TAREA 1: Enumera los momentos fundamentales de la vida en los que, según el pasaje sobre los Sermones de Antonio, él se fija.
TAREA 2: Reproduce el fragmento del pasaje sobre los Sermones de Antonio que va de "Antonio, el docto, no" a "de los Sermones.", ambos incluidos.
TAREA 3:
Responde a estas preguntas sobre el pasaje de los Sermones de Antonio:
(a) ¿Qué busca Antonio con los Sermones?
(b) ¿En cuál de los momentos fundamentales se entretiene sobre todo?
(c) ¿De cuántos sermones se han recogido citas?

PASAJE SELECCIONADO:

════════

En los Sermones, Antonio no hace más que aplicar estos métodos de exégesis
con miras a los predicadores encargados de instruir la fe de los cristianos
y reformar sus costumbres. Busca la gloria de Dios y la edificación de las
almas.
Antonio, el docto, no se dedica a especulaciones abstractas; conoce bien la
condición de vida de los hombres e instituciones y busca su conversión. En
sus escritos le gusta fotografiar la vida de un modo simple, que todos
puedan entender. Se fija en tres momentos fundamentales: nacimiento,
decisiones personales y muerte. Se entretiene, sobre todo, en el segundo
momento. Antonio sostiene que la vida es una continua conversión al plan de
Dios sobre el hombre. El camino de la salvación y de la vuelta al Padre es
una conversión continua, pues la vida es un combate permanente entre el bien
y el mal. Después de haber recogido tantas citas de cada uno de los treinta
y seis sermones, deseo ofrecer dos amplios fragmentos, que nos muestren,
además del contenido, el estilo de los Sermones.

════════

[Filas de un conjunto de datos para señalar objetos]

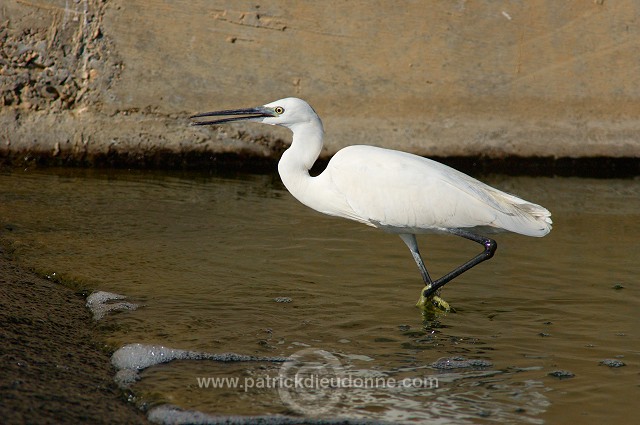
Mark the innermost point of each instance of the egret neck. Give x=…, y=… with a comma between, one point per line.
x=295, y=163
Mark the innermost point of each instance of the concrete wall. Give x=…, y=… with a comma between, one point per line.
x=440, y=78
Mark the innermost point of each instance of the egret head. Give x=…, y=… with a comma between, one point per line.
x=285, y=112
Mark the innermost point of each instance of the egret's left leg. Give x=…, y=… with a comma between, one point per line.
x=490, y=247
x=425, y=301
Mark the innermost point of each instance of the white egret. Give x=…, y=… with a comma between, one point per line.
x=391, y=190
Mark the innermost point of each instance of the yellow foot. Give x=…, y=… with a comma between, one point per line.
x=432, y=303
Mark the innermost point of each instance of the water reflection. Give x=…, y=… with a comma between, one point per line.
x=210, y=259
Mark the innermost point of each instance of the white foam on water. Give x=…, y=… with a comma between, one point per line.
x=132, y=358
x=100, y=303
x=172, y=415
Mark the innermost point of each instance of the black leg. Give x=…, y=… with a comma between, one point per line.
x=490, y=247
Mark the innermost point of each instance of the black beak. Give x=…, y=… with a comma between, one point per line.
x=241, y=114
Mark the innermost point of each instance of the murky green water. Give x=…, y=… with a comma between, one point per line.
x=207, y=256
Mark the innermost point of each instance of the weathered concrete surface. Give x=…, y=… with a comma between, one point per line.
x=88, y=79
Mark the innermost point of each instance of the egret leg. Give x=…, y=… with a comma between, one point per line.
x=490, y=247
x=432, y=300
x=412, y=243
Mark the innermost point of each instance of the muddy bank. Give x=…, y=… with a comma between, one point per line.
x=113, y=82
x=54, y=369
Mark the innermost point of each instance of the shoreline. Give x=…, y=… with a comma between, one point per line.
x=54, y=369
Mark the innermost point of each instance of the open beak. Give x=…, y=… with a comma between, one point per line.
x=240, y=115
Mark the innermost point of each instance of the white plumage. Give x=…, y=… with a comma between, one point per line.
x=391, y=190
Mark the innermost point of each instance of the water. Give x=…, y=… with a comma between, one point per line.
x=223, y=264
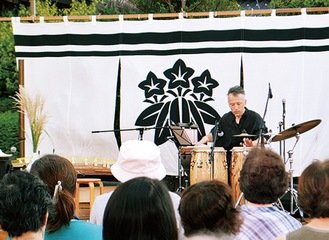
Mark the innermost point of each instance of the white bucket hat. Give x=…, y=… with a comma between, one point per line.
x=138, y=159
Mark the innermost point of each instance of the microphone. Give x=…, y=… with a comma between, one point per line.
x=270, y=95
x=192, y=125
x=220, y=133
x=171, y=122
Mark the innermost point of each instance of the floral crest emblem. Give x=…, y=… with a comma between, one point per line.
x=181, y=98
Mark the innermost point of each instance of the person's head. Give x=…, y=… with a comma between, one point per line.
x=138, y=159
x=313, y=189
x=208, y=206
x=263, y=178
x=237, y=100
x=140, y=209
x=24, y=204
x=58, y=173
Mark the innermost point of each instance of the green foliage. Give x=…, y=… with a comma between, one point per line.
x=298, y=3
x=8, y=70
x=79, y=8
x=150, y=6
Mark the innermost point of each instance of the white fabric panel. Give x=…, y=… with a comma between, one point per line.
x=79, y=99
x=81, y=91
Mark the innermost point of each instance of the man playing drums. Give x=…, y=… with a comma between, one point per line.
x=240, y=120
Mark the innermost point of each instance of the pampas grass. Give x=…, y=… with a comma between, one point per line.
x=33, y=108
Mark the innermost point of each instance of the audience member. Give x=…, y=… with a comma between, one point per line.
x=313, y=199
x=208, y=206
x=263, y=180
x=136, y=159
x=60, y=176
x=140, y=209
x=24, y=205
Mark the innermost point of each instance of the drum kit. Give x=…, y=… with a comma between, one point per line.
x=201, y=167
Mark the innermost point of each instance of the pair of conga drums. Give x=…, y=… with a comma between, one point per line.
x=201, y=167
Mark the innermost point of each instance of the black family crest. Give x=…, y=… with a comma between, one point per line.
x=180, y=98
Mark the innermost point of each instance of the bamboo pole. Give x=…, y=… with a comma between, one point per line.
x=173, y=15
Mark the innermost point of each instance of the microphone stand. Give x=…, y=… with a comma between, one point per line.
x=211, y=154
x=262, y=127
x=284, y=141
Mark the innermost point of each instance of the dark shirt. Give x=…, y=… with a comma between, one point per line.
x=250, y=122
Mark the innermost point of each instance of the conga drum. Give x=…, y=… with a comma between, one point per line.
x=237, y=160
x=201, y=168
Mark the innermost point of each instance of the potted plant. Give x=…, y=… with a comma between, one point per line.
x=33, y=108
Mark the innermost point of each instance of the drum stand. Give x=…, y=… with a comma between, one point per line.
x=245, y=152
x=181, y=173
x=294, y=207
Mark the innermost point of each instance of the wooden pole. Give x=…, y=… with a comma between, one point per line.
x=32, y=8
x=21, y=137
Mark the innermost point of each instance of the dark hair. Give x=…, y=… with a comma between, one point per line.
x=236, y=90
x=313, y=189
x=140, y=209
x=24, y=203
x=52, y=168
x=263, y=178
x=208, y=206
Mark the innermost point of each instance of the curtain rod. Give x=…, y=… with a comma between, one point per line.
x=174, y=15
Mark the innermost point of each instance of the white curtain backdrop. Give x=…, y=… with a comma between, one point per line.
x=85, y=70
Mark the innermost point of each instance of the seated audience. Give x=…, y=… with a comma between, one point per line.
x=208, y=207
x=24, y=206
x=313, y=199
x=136, y=159
x=263, y=180
x=140, y=209
x=60, y=176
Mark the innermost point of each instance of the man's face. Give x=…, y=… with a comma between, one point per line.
x=237, y=104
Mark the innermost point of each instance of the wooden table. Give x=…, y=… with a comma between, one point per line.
x=91, y=169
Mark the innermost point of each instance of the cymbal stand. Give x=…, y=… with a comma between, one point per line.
x=294, y=207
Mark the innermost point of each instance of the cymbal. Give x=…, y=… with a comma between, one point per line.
x=296, y=129
x=244, y=135
x=271, y=134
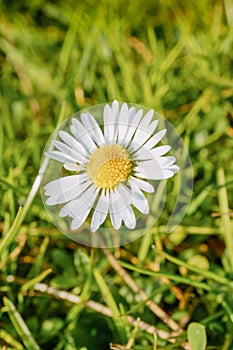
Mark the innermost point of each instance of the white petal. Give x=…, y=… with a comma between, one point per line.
x=124, y=193
x=143, y=185
x=154, y=140
x=100, y=212
x=115, y=115
x=84, y=207
x=69, y=151
x=128, y=217
x=160, y=151
x=125, y=124
x=77, y=207
x=142, y=154
x=115, y=205
x=82, y=135
x=60, y=157
x=108, y=124
x=72, y=167
x=147, y=118
x=132, y=127
x=72, y=142
x=66, y=188
x=93, y=128
x=174, y=168
x=123, y=121
x=139, y=200
x=140, y=137
x=166, y=161
x=151, y=170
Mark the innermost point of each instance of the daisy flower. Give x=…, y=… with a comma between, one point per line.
x=111, y=167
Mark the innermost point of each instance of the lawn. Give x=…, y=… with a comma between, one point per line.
x=163, y=290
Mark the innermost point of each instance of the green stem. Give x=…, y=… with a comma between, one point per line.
x=224, y=210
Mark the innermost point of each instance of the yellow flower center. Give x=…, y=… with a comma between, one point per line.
x=109, y=165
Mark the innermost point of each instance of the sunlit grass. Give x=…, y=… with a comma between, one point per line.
x=174, y=57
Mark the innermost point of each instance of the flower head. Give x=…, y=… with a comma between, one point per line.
x=111, y=166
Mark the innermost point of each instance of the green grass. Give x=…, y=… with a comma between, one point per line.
x=57, y=57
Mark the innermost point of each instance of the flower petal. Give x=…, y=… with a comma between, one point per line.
x=128, y=217
x=143, y=185
x=100, y=212
x=79, y=206
x=115, y=205
x=60, y=157
x=154, y=140
x=108, y=124
x=93, y=128
x=133, y=124
x=69, y=151
x=151, y=170
x=66, y=188
x=139, y=200
x=160, y=151
x=72, y=142
x=82, y=135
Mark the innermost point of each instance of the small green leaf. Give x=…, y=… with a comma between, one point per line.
x=197, y=336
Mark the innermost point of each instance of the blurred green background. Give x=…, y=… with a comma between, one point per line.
x=173, y=56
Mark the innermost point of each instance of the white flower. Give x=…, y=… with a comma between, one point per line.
x=112, y=166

════════

RESPUESTA 1: Nacimiento, decisiones personales y muerte.

RESPUESTA 2:
Antonio, el docto, no se dedica a especulaciones abstractas; conoce bien la
condición de vida de los hombres e instituciones y busca su conversión. En
sus escritos le gusta fotografiar la vida de un modo simple, que todos
puedan entender. Se fija en tres momentos fundamentales: nacimiento,
decisiones personales y muerte. Se entretiene, sobre todo, en el segundo
momento. Antonio sostiene que la vida es una continua conversión al plan de
Dios sobre el hombre. El camino de la salvación y de la vuelta al Padre es
una conversión continua, pues la vida es un combate permanente entre el bien
y el mal. Después de haber recogido tantas citas de cada uno de los treinta
y seis sermones, deseo ofrecer dos amplios fragmentos, que nos muestren,
además del contenido, el estilo de los Sermones.

RESPUESTA 3:
(a) La gloria de Dios y la edificación de las almas.
(b) En el segundo, las decisiones personales.
(c) De treinta y seis.